→ **THE PROBLEM**
Please return the whole listing, character for character.
[Start of section]
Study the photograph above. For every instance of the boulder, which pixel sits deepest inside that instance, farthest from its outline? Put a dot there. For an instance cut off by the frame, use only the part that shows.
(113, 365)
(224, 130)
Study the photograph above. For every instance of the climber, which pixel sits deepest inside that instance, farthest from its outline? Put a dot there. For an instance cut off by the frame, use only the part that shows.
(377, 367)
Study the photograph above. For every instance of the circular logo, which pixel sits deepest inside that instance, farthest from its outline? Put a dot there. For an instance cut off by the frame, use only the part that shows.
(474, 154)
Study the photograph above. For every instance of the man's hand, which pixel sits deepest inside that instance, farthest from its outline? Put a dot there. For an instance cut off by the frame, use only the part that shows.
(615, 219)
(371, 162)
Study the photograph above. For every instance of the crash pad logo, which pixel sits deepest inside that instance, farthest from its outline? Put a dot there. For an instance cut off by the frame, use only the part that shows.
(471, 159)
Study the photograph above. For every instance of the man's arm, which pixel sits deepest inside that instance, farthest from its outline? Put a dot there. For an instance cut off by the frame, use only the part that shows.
[End of section]
→ **YOUR RESPONSE**
Study the photograph above. For every instance of the boulder, which pixel sits deepest inside that instance, farthest from its outline? Put a dot there. For an instance cut off by the frame, use only the part that shows.
(113, 365)
(224, 130)
Study the photograph above. For every instance of the climber, which pixel sits deepest inside that instance, farthest from its outline? Put a dot there. For an instance cut off by the frame, use only the part that shows.
(377, 367)
Study the photograph above. For every instance of the circular logo, which pixel sits deepest inside that instance, farthest from its outline? Put a dot there. For an instance cut off by the frame, use only the part that shows.
(474, 154)
Study the photograph above. For every instance of the man's hand, which pixel sits deepest inside that instance, farthest from its outline? Put a dot there. For an instance cut off by the frame, use only the part that shows.
(615, 219)
(371, 162)
Study the photograph above. For every instance of the crash pad logo, which pixel sits deepest inside that instance, farthest from its outline? Put a dot there. For an instance cut off by the frame, use only the part that shows.
(471, 159)
Study the photograph above. For every instance of the man's arm, which pixel sits deepest inside that instance, farthest from its outline? Put a dot there. For an instance cut off by the frame, use only the part that shows.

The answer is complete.